* BEGIN *

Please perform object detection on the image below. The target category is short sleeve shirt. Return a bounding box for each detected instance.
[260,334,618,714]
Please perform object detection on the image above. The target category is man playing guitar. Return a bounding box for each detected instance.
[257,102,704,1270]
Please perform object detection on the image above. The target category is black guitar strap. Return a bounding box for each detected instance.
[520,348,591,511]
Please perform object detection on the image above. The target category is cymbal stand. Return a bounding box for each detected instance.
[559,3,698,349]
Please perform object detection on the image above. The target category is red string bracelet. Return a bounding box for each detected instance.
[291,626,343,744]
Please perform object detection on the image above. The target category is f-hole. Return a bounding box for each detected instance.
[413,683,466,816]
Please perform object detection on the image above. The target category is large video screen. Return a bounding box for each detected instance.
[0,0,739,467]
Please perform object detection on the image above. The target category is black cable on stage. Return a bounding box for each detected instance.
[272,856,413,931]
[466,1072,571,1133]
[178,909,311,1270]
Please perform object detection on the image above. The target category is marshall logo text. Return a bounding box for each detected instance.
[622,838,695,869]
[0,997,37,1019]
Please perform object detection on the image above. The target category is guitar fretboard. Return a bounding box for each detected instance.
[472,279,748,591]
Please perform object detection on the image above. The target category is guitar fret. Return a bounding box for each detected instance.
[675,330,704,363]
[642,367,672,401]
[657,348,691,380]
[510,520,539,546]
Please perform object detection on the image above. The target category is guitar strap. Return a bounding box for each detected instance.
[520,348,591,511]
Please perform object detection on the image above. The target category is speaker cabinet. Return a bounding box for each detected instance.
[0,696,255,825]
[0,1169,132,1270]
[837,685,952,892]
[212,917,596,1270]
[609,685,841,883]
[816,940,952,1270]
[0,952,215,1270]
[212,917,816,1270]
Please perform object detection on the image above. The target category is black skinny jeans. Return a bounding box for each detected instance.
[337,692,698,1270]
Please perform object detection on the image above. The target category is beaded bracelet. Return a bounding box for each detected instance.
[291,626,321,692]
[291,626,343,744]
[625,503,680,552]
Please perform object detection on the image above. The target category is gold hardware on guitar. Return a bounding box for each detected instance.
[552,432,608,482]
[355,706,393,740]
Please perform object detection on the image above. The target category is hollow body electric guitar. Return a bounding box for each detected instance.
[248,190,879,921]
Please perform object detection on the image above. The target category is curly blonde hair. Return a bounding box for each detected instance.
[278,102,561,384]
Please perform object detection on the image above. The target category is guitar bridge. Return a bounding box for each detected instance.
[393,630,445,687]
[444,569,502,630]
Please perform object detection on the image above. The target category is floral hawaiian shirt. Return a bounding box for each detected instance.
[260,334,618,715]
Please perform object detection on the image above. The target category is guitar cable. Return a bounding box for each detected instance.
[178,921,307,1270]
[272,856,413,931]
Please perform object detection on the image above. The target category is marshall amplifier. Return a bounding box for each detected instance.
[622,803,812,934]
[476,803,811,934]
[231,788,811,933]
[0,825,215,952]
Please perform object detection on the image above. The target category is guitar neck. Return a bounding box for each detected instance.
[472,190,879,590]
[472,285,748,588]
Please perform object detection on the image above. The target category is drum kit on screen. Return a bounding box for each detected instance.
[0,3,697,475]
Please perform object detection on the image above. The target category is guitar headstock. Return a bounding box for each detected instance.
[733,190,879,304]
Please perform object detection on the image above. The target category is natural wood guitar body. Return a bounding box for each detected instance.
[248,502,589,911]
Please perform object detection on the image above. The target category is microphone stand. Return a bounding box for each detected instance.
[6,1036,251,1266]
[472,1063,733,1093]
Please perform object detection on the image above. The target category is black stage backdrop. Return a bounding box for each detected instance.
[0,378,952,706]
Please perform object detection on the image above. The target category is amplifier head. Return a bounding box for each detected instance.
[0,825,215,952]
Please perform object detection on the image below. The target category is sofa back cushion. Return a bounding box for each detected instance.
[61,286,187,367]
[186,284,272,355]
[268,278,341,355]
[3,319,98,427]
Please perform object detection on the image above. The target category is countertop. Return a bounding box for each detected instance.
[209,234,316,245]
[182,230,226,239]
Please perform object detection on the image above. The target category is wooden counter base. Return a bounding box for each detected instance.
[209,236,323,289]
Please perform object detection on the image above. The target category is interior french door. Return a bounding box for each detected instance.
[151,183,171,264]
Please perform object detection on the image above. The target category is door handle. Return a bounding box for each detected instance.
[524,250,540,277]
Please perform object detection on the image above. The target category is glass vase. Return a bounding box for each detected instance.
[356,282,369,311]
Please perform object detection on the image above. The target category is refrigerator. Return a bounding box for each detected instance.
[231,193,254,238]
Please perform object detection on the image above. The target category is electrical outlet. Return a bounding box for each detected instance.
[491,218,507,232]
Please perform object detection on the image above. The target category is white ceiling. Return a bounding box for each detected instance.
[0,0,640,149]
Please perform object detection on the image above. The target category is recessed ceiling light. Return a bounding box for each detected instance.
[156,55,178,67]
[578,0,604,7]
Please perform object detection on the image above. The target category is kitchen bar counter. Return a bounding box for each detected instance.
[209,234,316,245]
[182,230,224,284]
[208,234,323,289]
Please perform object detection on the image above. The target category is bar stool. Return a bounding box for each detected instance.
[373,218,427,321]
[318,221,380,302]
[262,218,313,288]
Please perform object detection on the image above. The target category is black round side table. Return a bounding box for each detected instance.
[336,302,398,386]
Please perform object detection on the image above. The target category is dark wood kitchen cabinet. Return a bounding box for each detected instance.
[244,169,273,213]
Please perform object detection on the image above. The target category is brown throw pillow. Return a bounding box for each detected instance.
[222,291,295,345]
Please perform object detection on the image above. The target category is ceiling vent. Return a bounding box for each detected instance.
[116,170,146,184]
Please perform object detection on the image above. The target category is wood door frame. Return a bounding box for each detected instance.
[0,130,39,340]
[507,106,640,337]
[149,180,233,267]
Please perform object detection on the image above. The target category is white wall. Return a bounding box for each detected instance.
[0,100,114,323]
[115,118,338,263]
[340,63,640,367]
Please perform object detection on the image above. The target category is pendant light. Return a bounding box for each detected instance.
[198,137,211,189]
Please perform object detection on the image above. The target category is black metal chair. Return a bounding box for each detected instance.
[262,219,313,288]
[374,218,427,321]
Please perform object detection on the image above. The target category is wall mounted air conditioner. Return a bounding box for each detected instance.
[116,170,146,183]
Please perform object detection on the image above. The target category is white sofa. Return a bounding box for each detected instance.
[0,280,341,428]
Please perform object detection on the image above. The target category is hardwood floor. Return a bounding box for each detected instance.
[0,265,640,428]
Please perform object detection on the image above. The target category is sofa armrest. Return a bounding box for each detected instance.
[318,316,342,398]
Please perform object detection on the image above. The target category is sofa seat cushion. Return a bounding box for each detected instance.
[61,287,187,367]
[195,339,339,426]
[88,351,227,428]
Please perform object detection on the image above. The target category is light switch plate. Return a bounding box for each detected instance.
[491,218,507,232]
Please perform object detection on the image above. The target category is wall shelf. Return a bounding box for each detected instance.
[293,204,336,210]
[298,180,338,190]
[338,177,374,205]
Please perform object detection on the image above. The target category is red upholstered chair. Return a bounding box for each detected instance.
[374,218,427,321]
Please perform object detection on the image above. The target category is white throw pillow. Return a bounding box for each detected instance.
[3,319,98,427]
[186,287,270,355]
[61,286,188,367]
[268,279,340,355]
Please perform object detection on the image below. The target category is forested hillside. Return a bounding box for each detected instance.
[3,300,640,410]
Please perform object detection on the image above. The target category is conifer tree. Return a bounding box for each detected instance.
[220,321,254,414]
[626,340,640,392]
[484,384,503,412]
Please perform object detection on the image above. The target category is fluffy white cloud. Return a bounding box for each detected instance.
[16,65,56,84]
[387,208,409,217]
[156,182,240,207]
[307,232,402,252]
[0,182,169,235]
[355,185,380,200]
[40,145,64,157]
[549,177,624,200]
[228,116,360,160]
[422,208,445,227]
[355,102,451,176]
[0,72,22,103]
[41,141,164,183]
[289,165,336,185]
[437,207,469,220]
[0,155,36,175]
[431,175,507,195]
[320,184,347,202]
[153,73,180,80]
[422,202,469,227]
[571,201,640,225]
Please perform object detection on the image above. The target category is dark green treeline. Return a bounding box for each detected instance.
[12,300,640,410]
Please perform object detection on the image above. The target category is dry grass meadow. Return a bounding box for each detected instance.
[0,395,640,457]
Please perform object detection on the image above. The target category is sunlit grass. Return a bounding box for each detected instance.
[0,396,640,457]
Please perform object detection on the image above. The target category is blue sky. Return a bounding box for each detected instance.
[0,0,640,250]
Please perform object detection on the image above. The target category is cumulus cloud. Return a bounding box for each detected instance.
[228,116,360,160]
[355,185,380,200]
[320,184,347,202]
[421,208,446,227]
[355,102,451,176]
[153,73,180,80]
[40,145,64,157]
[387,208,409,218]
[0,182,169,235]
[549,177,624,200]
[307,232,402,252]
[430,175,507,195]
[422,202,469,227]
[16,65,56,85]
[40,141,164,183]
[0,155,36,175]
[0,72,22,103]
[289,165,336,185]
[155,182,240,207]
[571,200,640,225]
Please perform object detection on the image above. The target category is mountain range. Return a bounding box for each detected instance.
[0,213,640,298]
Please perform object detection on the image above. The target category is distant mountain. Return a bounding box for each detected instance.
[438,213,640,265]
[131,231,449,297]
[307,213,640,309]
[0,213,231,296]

* END *

- _GIVEN PROBLEM_:
Edit the rows from the line with "category is cymbal" to the line with "[472,279,748,591]", swapping "bounding box" for "rectangle" and leaving everything else untouched. Return only those lines.

- _RESPONSE TO THIS TASK_:
Please perform object detection on the image above. The target category is cymbal stand. Return a rectangle for each detected instance.
[559,3,698,349]
Please perform object detection on the image above. The target category is red string bracelet. Return a rectangle for each detected instance.
[291,626,343,744]
Please perform object detection on the image above. The target category is f-hole. Return a rectangle for each detected instance.
[413,683,466,816]
Please perform object detection on the image above. The target category is large video screen. Return a rectangle for each detected instance.
[0,0,739,467]
Please perform object detection on the image above. The target category is black cable on stage. Return a rectangle for each detected instance.
[272,856,413,931]
[466,1072,571,1133]
[178,909,311,1270]
Please perform object detection on the image above. The target category is marshall logo text. Return a rectangle for each detected instance.
[622,838,695,869]
[0,997,37,1019]
Please perform object detection on the image above. The target category is guitar fretboard. Return a rectangle for each detected instance.
[472,279,748,591]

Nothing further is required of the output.